**Set task:** Copy the records below word for word, from the line containing "Can you see the pile" down to the line containing "[[465, 216], [314, 301], [149, 180]]", including both of those lines.

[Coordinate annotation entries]

• • • •

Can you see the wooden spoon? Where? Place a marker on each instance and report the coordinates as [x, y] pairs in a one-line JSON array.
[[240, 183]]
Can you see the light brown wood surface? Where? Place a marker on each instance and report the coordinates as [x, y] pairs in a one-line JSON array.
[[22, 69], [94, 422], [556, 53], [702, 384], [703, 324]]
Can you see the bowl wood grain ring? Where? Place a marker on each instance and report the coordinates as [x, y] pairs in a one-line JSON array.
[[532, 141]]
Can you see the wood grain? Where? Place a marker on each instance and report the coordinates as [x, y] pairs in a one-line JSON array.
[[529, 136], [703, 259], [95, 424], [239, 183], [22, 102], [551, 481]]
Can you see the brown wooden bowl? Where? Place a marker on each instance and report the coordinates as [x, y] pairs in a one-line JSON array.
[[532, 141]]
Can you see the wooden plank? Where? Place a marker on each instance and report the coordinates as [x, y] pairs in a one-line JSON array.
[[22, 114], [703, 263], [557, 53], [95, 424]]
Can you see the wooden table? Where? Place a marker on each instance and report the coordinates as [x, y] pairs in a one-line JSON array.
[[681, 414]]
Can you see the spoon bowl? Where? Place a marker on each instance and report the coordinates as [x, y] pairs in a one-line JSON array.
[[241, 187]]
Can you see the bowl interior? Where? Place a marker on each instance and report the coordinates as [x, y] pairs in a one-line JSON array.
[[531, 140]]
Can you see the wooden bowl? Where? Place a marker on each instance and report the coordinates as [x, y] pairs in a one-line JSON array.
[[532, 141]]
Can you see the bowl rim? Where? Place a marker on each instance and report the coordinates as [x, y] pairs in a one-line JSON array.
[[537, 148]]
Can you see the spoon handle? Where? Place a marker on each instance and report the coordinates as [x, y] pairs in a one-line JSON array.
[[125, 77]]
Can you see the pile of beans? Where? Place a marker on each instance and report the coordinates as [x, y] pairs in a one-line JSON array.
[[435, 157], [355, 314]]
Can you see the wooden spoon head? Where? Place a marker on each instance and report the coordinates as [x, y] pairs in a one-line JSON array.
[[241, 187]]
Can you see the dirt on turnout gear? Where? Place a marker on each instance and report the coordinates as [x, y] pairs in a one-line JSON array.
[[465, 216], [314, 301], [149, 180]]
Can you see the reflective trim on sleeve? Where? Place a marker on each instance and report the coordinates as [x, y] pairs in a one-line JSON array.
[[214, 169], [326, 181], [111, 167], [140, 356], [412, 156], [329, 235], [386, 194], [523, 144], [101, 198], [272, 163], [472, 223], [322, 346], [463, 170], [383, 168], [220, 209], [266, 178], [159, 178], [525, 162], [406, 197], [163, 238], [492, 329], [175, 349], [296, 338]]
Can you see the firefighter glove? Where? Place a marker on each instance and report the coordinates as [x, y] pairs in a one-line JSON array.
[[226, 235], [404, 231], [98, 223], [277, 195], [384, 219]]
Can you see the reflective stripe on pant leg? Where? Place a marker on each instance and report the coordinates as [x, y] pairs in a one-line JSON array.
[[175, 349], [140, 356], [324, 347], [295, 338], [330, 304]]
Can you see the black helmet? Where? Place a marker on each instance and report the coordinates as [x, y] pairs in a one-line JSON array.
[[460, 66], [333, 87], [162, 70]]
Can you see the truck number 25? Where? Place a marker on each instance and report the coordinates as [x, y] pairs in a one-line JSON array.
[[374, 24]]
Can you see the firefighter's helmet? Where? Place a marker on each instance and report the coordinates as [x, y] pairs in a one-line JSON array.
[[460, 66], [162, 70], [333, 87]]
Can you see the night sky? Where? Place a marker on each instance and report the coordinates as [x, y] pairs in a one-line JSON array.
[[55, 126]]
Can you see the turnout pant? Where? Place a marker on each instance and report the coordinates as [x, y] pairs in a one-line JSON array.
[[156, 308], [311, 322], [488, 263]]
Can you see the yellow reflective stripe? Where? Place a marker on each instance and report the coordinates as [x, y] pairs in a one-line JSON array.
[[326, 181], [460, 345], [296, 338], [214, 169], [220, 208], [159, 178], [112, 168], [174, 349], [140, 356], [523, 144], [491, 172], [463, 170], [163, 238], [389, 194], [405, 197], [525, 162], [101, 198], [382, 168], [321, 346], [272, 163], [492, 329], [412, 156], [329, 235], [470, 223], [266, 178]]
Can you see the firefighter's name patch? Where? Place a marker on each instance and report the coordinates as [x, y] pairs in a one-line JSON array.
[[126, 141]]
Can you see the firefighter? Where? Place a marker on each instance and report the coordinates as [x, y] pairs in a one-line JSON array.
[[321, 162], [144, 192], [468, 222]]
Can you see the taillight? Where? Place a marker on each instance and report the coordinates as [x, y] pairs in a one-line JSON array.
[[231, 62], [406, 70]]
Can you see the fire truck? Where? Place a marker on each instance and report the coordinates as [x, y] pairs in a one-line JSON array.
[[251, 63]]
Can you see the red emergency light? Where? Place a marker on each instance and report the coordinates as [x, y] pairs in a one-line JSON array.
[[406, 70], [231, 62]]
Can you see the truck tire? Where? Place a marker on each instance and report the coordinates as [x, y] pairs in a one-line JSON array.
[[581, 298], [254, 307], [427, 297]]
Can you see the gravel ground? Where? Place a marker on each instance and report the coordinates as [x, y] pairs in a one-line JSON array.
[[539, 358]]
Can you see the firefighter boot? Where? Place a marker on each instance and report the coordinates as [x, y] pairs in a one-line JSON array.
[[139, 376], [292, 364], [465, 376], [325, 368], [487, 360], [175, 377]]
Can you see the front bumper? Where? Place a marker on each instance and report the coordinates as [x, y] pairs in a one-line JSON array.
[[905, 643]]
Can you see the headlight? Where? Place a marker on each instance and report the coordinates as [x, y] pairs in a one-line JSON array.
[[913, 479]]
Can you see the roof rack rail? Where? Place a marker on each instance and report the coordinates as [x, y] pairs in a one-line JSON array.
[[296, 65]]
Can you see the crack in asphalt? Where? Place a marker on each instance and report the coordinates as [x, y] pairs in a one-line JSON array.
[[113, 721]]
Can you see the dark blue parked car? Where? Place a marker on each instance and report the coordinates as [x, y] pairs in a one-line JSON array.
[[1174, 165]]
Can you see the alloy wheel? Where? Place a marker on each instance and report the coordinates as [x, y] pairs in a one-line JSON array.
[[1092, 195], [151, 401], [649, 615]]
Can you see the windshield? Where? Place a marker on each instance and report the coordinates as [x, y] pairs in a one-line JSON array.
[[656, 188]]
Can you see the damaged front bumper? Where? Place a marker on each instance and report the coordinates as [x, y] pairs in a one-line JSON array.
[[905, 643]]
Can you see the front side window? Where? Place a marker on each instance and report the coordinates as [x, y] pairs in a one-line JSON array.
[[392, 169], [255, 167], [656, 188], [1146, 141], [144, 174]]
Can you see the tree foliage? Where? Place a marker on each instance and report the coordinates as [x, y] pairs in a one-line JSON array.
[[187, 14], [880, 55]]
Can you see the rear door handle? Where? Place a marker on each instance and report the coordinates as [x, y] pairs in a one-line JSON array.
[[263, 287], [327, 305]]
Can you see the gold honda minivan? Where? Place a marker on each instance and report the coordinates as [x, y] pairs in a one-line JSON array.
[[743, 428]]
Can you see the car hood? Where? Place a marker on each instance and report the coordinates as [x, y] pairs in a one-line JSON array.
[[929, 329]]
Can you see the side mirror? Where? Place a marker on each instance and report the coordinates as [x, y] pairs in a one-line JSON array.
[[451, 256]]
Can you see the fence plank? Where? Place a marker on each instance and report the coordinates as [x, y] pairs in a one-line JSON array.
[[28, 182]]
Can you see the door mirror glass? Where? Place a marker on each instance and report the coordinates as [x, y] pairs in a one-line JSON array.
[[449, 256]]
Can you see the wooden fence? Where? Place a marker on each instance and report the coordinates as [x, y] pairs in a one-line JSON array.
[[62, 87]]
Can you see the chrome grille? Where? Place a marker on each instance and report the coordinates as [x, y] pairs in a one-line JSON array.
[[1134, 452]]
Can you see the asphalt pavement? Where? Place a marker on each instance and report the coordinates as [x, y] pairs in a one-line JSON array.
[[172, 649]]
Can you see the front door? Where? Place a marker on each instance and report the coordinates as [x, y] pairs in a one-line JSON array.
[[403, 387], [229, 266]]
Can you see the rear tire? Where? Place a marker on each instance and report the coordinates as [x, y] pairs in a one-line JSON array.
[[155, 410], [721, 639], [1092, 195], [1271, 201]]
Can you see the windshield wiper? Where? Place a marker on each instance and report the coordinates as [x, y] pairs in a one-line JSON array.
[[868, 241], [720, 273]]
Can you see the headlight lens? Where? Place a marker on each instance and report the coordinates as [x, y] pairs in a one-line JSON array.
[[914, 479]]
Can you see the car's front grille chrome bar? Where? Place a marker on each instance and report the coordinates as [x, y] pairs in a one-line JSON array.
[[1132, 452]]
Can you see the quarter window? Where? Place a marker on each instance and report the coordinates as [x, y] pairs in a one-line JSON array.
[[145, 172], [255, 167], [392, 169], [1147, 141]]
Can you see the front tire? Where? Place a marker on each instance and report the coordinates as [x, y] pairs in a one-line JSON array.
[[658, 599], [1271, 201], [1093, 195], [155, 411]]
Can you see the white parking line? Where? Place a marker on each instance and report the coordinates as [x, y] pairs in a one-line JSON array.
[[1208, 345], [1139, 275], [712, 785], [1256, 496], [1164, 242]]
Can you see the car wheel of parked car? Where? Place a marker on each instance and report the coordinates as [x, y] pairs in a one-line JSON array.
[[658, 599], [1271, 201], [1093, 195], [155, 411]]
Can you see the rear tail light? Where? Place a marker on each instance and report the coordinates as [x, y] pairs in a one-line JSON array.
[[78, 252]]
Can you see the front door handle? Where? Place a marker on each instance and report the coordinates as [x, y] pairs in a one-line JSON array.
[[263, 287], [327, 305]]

• • • •

**Output:**
Can you see the pile of beans? Where? Place a marker on each instance and report the coordinates as [x, y] pairs in a one-line JSON array.
[[435, 157], [355, 314]]
Can you see the wooden spoon head? Where? Place a marker on each instance and report the coordinates as [x, y] pairs in a one-line JSON array.
[[241, 187]]
Can you see the dirt on turnout gear? Where? Place a marker on each instance and report the coordinates as [x, y] pairs in a one-line JSON array.
[[465, 216], [314, 301], [149, 180]]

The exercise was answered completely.